Transparency in marketing: A book case study

This is the tale of a book, the author’s reputation, and reader expectations — and how all three left some of the author’s most enthusiastic fans disappointed.

Meet the Frugalwoods: Achieving Financial Independence Through Simple Lliving by Elizabeth Willard Thames is the story of how one millennial couple ditched the materialism of urban life to “retire” to their dream farm in Vermont when Thames was 32. (“Retire” is in quotes for a reason — more on that in a moment.)

The book is no doubt selling well and enjoyed by most, considering it has 200 reader reviews with an average rating of four stars.

But dig a little deeper — and I did, thanks to a tip from a colleague I won’t name in case she doesn’t want to be outed — and you’ll discover that many people who couldn’t wait to love the book were sorely disappointed, and for good reason.

Our tale begins with how the book is represented on Amazon. Here’s the story.

Part 1: What the book’s about

Meet the Frugalwoods is a memoir. As the book’s description states, it’s “The deeply personal story of how award-winning personal finance blogger Elizabeth Willard Thames abandoned a successful career in the city and embraced frugality to create a more meaningful, purpose-driven life, and retire to a homestead in the Vermont woods at age thirty-two with her husband and daughter.

It’s not a personal finance how-to book.

It’s the story of the author’s journey from here to there. You might learn a thing or two about how Thames managed her money while you take this journey with her, but it’s a memoir. If you read it with the expectation that you’ll learn her life’s story, you won’t be disappointed.

But if you’re a Frugalwoods fan expecting to be highlighting tips for how you, too, can “retire” at 32, you can put that highlighter away right now.

Provided material:
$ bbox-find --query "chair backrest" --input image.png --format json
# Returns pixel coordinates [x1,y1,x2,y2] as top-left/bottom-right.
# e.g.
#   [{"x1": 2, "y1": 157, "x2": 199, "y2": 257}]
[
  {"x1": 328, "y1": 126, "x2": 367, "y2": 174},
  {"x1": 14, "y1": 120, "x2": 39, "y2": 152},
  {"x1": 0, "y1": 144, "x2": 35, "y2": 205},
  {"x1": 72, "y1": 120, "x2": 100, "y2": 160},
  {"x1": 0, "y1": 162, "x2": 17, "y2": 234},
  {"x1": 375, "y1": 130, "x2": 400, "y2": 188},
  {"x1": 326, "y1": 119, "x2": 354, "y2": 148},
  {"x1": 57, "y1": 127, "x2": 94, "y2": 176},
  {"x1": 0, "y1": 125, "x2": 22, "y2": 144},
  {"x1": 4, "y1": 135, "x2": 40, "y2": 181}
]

Exercises:
a: Output the passage of the book case study between "Meet the Frugalwoods is" and "husband and daughter.", inclusive.
b: Return every line of the records verbatim, from the bbox-find command through the closing bracket of its output.
The text and the records have no connection to each other.

Expected results:
a:
Meet the Frugalwoods is a memoir. As the book’s description states, it’s “The deeply personal story of how award-winning personal finance blogger Elizabeth Willard Thames abandoned a successful career in the city and embraced frugality to create a more meaningful, purpose-driven life, and retire to a homestead in the Vermont woods at age thirty-two with her husband and daughter.

b:
$ bbox-find --query "chair backrest" --input image.png --format json
# Returns pixel coordinates [x1,y1,x2,y2] as top-left/bottom-right.
# e.g.
#   [{"x1": 2, "y1": 157, "x2": 199, "y2": 257}]
[
  {"x1": 328, "y1": 126, "x2": 367, "y2": 174},
  {"x1": 14, "y1": 120, "x2": 39, "y2": 152},
  {"x1": 0, "y1": 144, "x2": 35, "y2": 205},
  {"x1": 72, "y1": 120, "x2": 100, "y2": 160},
  {"x1": 0, "y1": 162, "x2": 17, "y2": 234},
  {"x1": 375, "y1": 130, "x2": 400, "y2": 188},
  {"x1": 326, "y1": 119, "x2": 354, "y2": 148},
  {"x1": 57, "y1": 127, "x2": 94, "y2": 176},
  {"x1": 0, "y1": 125, "x2": 22, "y2": 144},
  {"x1": 4, "y1": 135, "x2": 40, "y2": 181}
]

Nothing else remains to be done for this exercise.